We can configure how many results are returned with the From, and Size request parameters.

GET /teams/_search
{
    "from": 0,
    "size": 30,
    "query": { "match_all": {} }
}

output¶

{
"took" : 0,
"timed_out" : false,
"_shards" : {
    "total" : 2,
    "successful" : 2,
    "skipped" : 0,
    "failed" : 0
},
"hits" : {
    "total" : {
    "value" : 30,
    "relation" : "eq"
    },
... trimmed ...

We can also control the results of the document source. For example if we only wanted the city, and name from each document:

GET /teams/_search¶

GET /teams/_search
{
    "from": 0,
    "size": 30,
    "_source": ["city", "name"],
    "query": { "match_all": {} }
}

output¶

{
"took" : 1,
"timed_out" : false,
"_shards" : {
    "total" : 2,
    "successful" : 2,
    "skipped" : 0,
    "failed" : 0
},
"hits" : {
    "total" : {
    "value" : 30,
    "relation" : "eq"
    },
    "max_score" : 1.0,
    "hits" : [
    {
        "_index" : "teams",
        "_type" : "_doc",
        "_id" : "ks38JnYBsXlZ1fuSR5PV",
        "_score" : 1.0,
        "_source" : {
        "city" : "Toronto",
        "name" : "Blue Jays"
        }
    },
... trimmed ...

Match Documents by Field¶

Elasticsearch gives us even more control of our searches with the "match" query.

Match String¶

Let’s match all the teams in the National league.

---+---

**What the task requires:**
Set down the part of the Elasticsearch search text above that begins at the words "Match Documents by" and stops after "the National league.", without changing anything.

**Dataset section:**
---+---

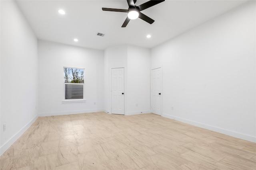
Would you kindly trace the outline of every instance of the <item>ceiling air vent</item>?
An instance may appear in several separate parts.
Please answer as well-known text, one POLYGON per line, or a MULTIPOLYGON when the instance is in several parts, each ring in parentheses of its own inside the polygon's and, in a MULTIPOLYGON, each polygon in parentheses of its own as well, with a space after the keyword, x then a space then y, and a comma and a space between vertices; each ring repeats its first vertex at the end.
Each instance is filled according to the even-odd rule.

---+---

**Full output:**
Match Documents by Field¶

Elasticsearch gives us even more control of our searches with the "match" query.

Match String¶

Let’s match all the teams in the National league.